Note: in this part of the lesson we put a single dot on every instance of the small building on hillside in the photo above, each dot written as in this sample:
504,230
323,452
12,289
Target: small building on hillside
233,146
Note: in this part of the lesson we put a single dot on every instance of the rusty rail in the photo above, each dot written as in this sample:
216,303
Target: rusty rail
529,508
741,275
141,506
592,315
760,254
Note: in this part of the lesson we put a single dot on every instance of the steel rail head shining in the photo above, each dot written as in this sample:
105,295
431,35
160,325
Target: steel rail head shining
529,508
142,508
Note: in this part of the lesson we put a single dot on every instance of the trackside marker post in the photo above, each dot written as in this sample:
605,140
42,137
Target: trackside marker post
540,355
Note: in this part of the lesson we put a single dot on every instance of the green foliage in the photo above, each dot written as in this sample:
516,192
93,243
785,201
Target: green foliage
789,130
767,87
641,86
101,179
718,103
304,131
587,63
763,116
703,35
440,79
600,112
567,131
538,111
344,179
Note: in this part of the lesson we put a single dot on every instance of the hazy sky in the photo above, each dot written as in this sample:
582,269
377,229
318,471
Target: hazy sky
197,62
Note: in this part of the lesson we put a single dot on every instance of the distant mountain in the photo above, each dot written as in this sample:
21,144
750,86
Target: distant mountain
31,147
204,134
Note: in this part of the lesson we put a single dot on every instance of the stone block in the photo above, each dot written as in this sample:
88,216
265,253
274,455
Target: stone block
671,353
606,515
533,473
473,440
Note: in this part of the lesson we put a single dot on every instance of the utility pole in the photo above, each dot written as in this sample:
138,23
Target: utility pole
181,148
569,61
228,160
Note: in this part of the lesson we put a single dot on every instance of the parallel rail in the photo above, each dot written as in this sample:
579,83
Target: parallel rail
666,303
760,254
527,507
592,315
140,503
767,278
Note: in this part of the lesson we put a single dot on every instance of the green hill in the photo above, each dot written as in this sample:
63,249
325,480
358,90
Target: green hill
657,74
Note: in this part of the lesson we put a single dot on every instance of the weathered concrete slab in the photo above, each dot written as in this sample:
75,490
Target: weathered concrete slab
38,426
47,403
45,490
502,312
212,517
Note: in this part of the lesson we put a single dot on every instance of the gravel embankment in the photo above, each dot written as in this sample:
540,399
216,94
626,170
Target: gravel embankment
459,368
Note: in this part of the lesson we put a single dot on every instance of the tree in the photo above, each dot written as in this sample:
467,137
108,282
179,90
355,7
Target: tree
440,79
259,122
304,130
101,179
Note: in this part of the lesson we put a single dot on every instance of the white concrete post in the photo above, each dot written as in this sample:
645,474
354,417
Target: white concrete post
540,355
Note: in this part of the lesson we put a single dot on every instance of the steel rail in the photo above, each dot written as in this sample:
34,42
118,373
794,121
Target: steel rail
────────────────────
→ **What the task requires**
Every record above should be copied exactly.

→ **Correct response**
Note: in this part of the lesson we put a single dot on every instance of the small building on hillside in the photo above, each dot written as in this sample:
504,230
323,452
12,289
Target: small building on hillside
233,146
Note: in this part of the lesson we put a single dot on every instance of the rusty rail in the photo above, each dot written as in this sample:
216,303
Target: rusty rail
529,508
741,275
141,506
592,315
760,254
Note: in this part of the lesson we put a single dot on every instance of the steel rail head shining in the photo above, each dot written as in this sample:
105,295
431,35
160,325
Target: steel rail head shining
529,508
142,508
Note: in this part of the lesson we put a single dot on every instance of the trackside marker post in the photo above, each dot written as in this sample:
605,140
42,137
Target: trackside marker post
540,355
Note: in this part of the lesson we put a single dot on every instance of the green foliage in the photo above, each dot written as in this sample:
516,192
93,243
785,201
Target: green foliage
789,130
767,87
641,86
101,179
718,103
304,131
587,63
763,116
703,35
440,79
600,112
567,131
538,111
344,179
Note: in this part of the lesson we put a single dot on every instance of the hazy sky in the photo above, each dot written as in this sample:
582,269
377,229
318,471
Target: hazy sky
197,62
Note: in this part of the lesson we put a single dot on every instance of the distant mountain in the photo above, each dot written as in this sample:
21,144
750,86
Target: distant mountain
31,147
204,134
Note: in this part of the lesson we put a single dot on every instance of the stone block in the photo above, each dot written as in this sample:
88,216
265,253
274,455
Target: stone block
671,353
606,515
533,473
473,440
Note: in this part of the lesson we put a single dot on every instance of the utility pole in the photo above, each dot written as in this sample:
138,23
Target: utility pole
181,148
569,61
228,160
Note: in this part of the lesson we put a single dot on every instance of the parallel rail in the photo above, each dot written as in this sample:
579,83
Target: parallel rail
666,303
760,254
527,507
592,315
140,503
767,278
Note: in this part of the lesson we put a single dot on every instance of the green hill in the photo above, each dot written as in this sample:
63,249
325,480
358,90
Target: green hill
657,74
Note: in this part of the lesson we put a single dot on every instance of the weathered concrete slab in the photo above, each dot written as in this sample:
75,490
Target: weathered concrete slab
38,426
47,403
45,490
502,312
212,517
Note: in this part of the lesson we put a single dot on every instance of the gravel embankment in the photo above, each dot written as in this sample:
540,399
216,94
626,170
Target: gravel embankment
459,368
Note: in this part of the lesson we put a single dot on every instance of the tree in the photo above, each dot written as in this sample:
467,137
108,282
179,90
355,7
Target: tree
440,79
259,122
304,130
101,179
Note: in this part of the lesson we put a single dot on every instance of the white concrete post in the photo above, each dot written as in this sample:
645,474
354,417
Target: white concrete post
540,355
Note: in this part of the lesson we put a single dot on every instance of the steel rail in the photo above, each dot written as in this sample:
34,42
118,373
794,121
Target: steel rail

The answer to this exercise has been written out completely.